> Text passage
::::

Penn: Stem Cell in Heart and Lung Development Explains Adaption for Life on Land

The evolution of adaptations for life on land have long puzzled biologists – are feathers descendents of dinosaur scales, how did arms and legs evolve from fins, and from what ancient fish organ did the lung evolve?

Biologists have known that the co-development of the cardiovascular and pulmonary systems is a recent evolutionary adaption to life outside of water, coupling the function of the heart with the gas exchange function of the lung. And, the lung is one of the most recent organs to have evolved in mammals and is arguably the most vital for terrestrial life.

The coordinated maturation of the cells of these two systems is illustrated during embryonic development, when the primitive lung progenitor cells protrude into the primitive cardiac progenitor cells as the two organs develop in parallel to form the cardiopulmonary circulation. However, little is known about the molecular cues guiding this simultaneous development, and how a common progenitor cell for both organs may influence the pathology of such related diseases as pulmonary hypertension.

In a new paper published this week online in Nature, a team from the Perelman School of Medicine, University of Pennsylvania, shows that the pulmonary vasculature, the blood vessels that connect the heart to the lung, develops even in the absence of the lung. Mice in which lung development is inhibited still have pulmonary blood vessels, which revealed to the researchers that cardiac progenitors, or stem cells, are essential for cardiopulmonary co-development.

::::

> Task set
[a] According to the heart and lung development article, in which journal was the Penn team's new paper published?
[b] Please repeat the heart and lung development article word for word, starting at "Biologists have known" and ending at "for terrestrial life.".
[c] Pick up the heart and lung development article after its final sentence and continue it.

[Image point grounding data]

::::

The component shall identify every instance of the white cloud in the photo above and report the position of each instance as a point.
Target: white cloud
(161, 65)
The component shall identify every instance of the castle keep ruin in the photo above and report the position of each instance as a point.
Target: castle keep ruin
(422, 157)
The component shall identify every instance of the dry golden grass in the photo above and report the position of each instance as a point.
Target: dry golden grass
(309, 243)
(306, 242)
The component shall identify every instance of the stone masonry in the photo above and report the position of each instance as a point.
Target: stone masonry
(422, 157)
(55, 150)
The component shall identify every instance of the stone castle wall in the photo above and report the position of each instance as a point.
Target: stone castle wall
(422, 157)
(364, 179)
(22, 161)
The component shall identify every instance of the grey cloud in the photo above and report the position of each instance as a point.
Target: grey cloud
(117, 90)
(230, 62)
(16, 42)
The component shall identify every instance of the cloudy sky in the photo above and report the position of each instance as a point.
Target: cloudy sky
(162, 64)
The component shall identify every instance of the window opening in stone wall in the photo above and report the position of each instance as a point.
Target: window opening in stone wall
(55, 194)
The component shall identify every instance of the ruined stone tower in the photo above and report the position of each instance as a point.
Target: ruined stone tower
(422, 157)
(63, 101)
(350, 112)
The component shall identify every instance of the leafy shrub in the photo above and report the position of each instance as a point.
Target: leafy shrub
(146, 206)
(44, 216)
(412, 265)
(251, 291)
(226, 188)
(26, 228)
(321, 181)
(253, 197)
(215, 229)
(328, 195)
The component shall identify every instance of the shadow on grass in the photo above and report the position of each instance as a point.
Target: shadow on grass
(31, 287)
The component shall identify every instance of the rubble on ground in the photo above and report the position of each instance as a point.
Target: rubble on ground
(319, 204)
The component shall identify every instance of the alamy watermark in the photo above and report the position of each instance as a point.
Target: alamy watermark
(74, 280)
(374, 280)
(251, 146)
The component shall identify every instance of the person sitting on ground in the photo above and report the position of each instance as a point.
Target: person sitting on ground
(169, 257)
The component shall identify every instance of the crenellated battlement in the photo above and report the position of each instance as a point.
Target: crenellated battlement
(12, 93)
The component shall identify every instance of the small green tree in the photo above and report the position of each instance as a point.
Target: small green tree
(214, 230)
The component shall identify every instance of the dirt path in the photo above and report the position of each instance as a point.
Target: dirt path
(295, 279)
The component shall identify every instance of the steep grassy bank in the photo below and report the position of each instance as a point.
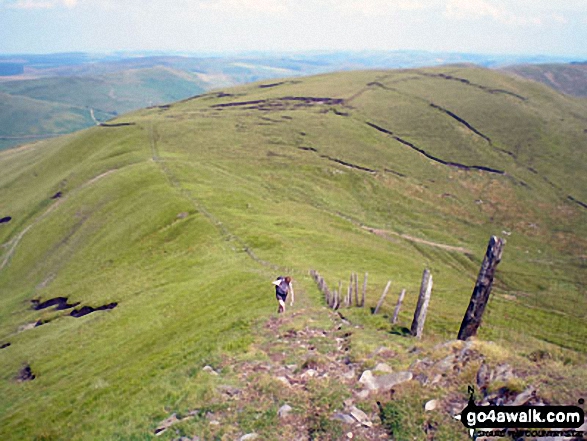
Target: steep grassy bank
(183, 216)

::::

> Task results
[a] Nature

[b]
Biologists have known that the co-development of the cardiovascular and pulmonary systems is a recent evolutionary adaption to life outside of water, coupling the function of the heart with the gas exchange function of the lung. And, the lung is one of the most recent organs to have evolved in mammals and is arguably the most vital for terrestrial life.

[c]
The Penn team, led by  Edward E. Morrisey, PhD, professor of Medicine and Cell and Developmental Biology and scientific director of the Penn Institute for Regenerative Medicine, identified a population of multi-potent CardioPulmonary mesoderm Progenitor cells they named CPPs. The CPPs can be distinguished from many other early embryonic cells by the expression of a well-studied signaling molecule Wnt2.

“We asked if these progenitor cells are capable of generating both heart and lung derivatives,” says Morrisey. “Our data show that Wnt2-positive cells exist prior to lung development and help coordinate lung and heart co-development by generating cell types in both tissues.”

The issue of how the lung develops and connects to the cardiovascular system has intrigued the Morrisey lab for many years. “It’s pretty obvious to anyone who has looked at the anatomy of most terrestrial animals that the heart and lung are intimately linked. This is even reflected in clinical medicine where in many places, including the Perelman School of Medicine, the Division of Cardiovascular Medicine was once referred to as the Division of Cardiopulmonary Medicine,” notes Morrisey.